Copy every record exactly as it appears in the data below.
Start of Data to examine
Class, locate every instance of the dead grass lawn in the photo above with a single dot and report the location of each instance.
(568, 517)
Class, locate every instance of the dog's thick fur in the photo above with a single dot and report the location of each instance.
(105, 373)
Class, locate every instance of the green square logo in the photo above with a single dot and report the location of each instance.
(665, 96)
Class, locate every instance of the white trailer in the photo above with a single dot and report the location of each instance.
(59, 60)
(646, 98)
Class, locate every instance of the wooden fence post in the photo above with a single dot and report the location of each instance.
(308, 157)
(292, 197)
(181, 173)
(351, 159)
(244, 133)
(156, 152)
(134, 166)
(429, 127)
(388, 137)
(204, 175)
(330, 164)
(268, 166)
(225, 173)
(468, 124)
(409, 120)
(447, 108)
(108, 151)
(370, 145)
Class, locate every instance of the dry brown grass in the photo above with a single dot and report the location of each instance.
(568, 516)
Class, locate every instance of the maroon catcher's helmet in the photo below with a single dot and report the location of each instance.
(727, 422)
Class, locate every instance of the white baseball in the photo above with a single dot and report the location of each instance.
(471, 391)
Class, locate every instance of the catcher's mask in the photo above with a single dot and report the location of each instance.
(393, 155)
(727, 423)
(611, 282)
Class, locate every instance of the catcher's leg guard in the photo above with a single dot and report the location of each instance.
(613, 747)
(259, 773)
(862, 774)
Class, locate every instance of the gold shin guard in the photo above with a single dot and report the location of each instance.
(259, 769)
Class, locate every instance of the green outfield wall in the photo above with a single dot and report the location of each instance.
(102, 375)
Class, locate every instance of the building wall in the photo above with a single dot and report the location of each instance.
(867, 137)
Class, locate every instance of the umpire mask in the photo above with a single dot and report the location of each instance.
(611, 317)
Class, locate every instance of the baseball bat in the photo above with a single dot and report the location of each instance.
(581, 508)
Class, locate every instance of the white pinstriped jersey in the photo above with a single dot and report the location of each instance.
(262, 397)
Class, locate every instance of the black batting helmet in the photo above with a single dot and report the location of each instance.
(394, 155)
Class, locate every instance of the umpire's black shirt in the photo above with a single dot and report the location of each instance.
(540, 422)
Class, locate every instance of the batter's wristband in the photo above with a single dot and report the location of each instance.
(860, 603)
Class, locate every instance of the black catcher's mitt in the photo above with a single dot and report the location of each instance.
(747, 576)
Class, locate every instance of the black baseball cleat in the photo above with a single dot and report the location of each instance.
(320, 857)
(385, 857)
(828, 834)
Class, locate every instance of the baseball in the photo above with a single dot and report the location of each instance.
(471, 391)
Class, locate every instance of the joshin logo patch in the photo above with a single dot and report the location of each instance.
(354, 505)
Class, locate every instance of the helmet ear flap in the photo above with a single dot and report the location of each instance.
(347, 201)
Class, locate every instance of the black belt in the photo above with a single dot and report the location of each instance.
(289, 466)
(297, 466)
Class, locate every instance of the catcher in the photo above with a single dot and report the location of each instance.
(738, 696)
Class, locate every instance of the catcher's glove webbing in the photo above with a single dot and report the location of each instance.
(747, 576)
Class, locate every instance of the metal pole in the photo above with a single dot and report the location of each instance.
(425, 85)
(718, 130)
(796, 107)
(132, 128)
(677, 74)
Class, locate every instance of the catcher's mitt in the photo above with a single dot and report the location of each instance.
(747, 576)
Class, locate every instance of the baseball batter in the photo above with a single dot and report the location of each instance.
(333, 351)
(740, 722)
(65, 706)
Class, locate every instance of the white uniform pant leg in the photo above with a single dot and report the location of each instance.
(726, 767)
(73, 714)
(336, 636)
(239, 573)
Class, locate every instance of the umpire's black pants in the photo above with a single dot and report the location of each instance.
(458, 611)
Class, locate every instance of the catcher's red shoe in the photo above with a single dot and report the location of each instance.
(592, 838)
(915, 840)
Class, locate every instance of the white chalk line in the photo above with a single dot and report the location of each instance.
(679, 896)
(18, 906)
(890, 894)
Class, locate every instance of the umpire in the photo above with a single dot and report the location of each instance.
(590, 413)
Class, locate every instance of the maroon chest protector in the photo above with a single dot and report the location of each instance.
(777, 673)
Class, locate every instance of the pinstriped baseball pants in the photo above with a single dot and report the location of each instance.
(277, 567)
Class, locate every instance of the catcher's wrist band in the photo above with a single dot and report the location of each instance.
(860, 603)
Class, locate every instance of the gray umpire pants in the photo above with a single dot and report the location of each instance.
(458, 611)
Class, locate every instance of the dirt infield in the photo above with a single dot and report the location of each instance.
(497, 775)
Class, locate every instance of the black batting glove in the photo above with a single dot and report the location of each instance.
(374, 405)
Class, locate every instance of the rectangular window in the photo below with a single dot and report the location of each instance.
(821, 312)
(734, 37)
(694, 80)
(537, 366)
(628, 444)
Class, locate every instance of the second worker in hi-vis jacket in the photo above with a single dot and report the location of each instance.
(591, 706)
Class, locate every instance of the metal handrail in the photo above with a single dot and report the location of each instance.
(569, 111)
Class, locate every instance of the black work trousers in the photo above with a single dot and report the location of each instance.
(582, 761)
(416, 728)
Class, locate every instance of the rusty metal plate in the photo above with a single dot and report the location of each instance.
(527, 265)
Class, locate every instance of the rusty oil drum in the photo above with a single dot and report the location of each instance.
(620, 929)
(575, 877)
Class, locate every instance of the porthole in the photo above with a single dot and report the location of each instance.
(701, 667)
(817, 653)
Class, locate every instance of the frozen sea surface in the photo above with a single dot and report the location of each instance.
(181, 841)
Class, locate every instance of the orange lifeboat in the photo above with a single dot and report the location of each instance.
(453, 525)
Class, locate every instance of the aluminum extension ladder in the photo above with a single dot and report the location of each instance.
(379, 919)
End of Data to examine
Response below:
Class, locate every instance of the dead grass lawn in the photo above with a single dot and report the location of each instance.
(568, 517)
Class, locate every instance of the dog's thick fur in the photo above with a single dot and report the location of each instance.
(105, 373)
Class, locate every instance of the green square logo in the photo above with a single dot and report the location of each instance.
(665, 96)
Class, locate every instance of the white trailer in the photo above with a single dot and report the location of each instance.
(59, 60)
(646, 98)
Class, locate every instance of the wooden fence post in the photo above with a single dot and report the location of each instance.
(308, 157)
(292, 197)
(181, 173)
(351, 159)
(244, 133)
(156, 152)
(134, 166)
(429, 127)
(388, 137)
(204, 175)
(330, 164)
(268, 166)
(225, 173)
(468, 124)
(409, 120)
(447, 108)
(108, 151)
(370, 145)
Class, locate every instance of the dry brown grass in the photo above with a single dot and report the location of each instance.
(568, 516)
Class, locate every instance of the maroon catcher's helmet in the photo below with a single dot and report the location of each instance.
(727, 422)
Class, locate every instance of the white baseball in the photo above with a single dot and report the location of each instance.
(471, 391)
Class, locate every instance of the catcher's mask in the photo above with a single dot and report the location of each instance.
(393, 155)
(727, 423)
(611, 282)
Class, locate every instance of the catcher's leg guard in the photo above with a single dot and report the location of each instance.
(613, 747)
(259, 773)
(862, 774)
Class, locate every instance of the gold shin guard in the photo above with a single dot and report the location of each instance.
(259, 769)
Class, locate every instance of the green outfield wall in the photo above with a single dot and report the location of each instance.
(102, 375)
Class, locate every instance of the building wall in the photo above with a single dot and report the location of each instance.
(867, 137)
Class, locate every instance of the umpire mask in the photo above with a single dot and report the location of each instance.
(611, 317)
Class, locate every instance of the baseball bat in the photo above with a single dot and report the location of each instance.
(581, 508)
Class, locate every instance of the white pinstriped jersey in the photo above with a single dot and report the location of each instance.
(262, 397)
Class, locate every instance of the black batting helmet in the photo above with a single dot and report the location of each instance.
(394, 155)
Class, locate every instance of the umpire's black shirt in the photo above with a single dot and report the location of each instance.
(540, 422)
Class, locate every instance of the batter's wristband in the photo above with a single dot and report the location of each instance.
(860, 603)
Class, locate every instance of the black catcher's mitt in the photo above with a single dot and report the location of each instance.
(747, 576)
Class, locate every instance of the black baseball cleat in the photo above with a single dot and report the location of each instance.
(320, 857)
(385, 857)
(828, 834)
Class, locate every instance of the baseball in the photo above with a single dot and report the location of each instance.
(471, 391)
Class, locate every instance of the joshin logo patch in the photo above with a single dot and report the location of each instance.
(354, 505)
Class, locate every instance of the helmet ear flap in the photo above with a single dot and report the location of each instance.
(347, 201)
Class, locate every instance of the black belt in the photo above with a single dot and report the location of each instance.
(289, 466)
(297, 466)
Class, locate every instance of the catcher in the photo above with a single dot and report the location of each instance.
(738, 696)
Class, locate every instance of the catcher's glove webbing in the photo above with a single dot and report the location of each instance.
(747, 576)
Class, locate every instance of the metal pole in the photo above with a single dot and report the location of each instance.
(425, 85)
(718, 130)
(796, 107)
(132, 128)
(677, 74)
Class, locate every instance of the catcher's mitt in the photo above with a single dot and report the location of each instance.
(747, 576)
Class, locate every instance of the baseball batter in the photo above with a single dot and report the location of each instance.
(333, 351)
(740, 722)
(65, 706)
Class, locate every instance of the white uniform pant leg in the photo above with a single dot and report the location of each instance.
(726, 767)
(73, 714)
(336, 636)
(239, 573)
Class, locate every instance of the umpire's black pants in the photo above with a single dot and report the location of each instance.
(458, 611)
Class, locate every instance of the catcher's red shoe in the photo above with a single dot and report the location of each instance.
(592, 838)
(915, 840)
Class, locate every instance of the white chalk line in the photo above with a single dot and report the location of each instance.
(679, 896)
(18, 906)
(890, 894)
Class, locate every instance of the umpire in the photo above with a single dot and report the location of each instance.
(590, 413)
Class, locate every instance of the maroon chest protector in the photo above with a single dot and report the location of each instance.
(777, 673)
Class, locate every instance of the pinstriped baseball pants in the photo above with a single dot and report the location of each instance.
(277, 567)
Class, locate every instance of the catcher's wrist band in the photo above with a single dot and report the location of each instance.
(860, 603)
Class, locate every instance of the gray umpire pants in the photo above with a single dot and report the location of each instance.
(458, 611)
Class, locate every instance of the dirt infield in the photo above with a single dot and report the location of each instance.
(497, 775)
Class, locate every instance of the black batting glove in the photo above with a single dot and report the location of each instance.
(374, 405)
Class, locate every instance of the rectangular window in the photo below with a single dot and report the location of each instance.
(821, 312)
(734, 37)
(694, 80)
(537, 366)
(628, 444)
Class, locate every instance of the second worker in hi-vis jacket in the photo above with a single dot and report the location of each instance.
(591, 706)
Class, locate every instance of the metal handrail in the photo above with a single dot and report the location of each instance.
(569, 111)
Class, locate every instance of the black work trousers in the photo above with a single dot and report the location of each instance.
(582, 761)
(416, 728)
Class, locate every instance of the rusty metal plate in the photo above with a single dot and report the location of each instance.
(527, 265)
Class, locate every instance of the rusty oil drum in the photo above with a single dot and report the location of each instance.
(620, 929)
(575, 877)
Class, locate every instance of the porthole in the photo above with a single dot and report the location of each instance.
(701, 667)
(817, 653)
Class, locate every instance of the frozen sea surface in the photo above with a single dot and report the location of each instance.
(181, 841)
Class, locate every instance of the orange lifeboat in the photo above with a single dot and report the location of each instance.
(453, 525)
Class, locate every instance of the aluminum extension ladder in the photo above with a single dot and report the location of each instance.
(379, 919)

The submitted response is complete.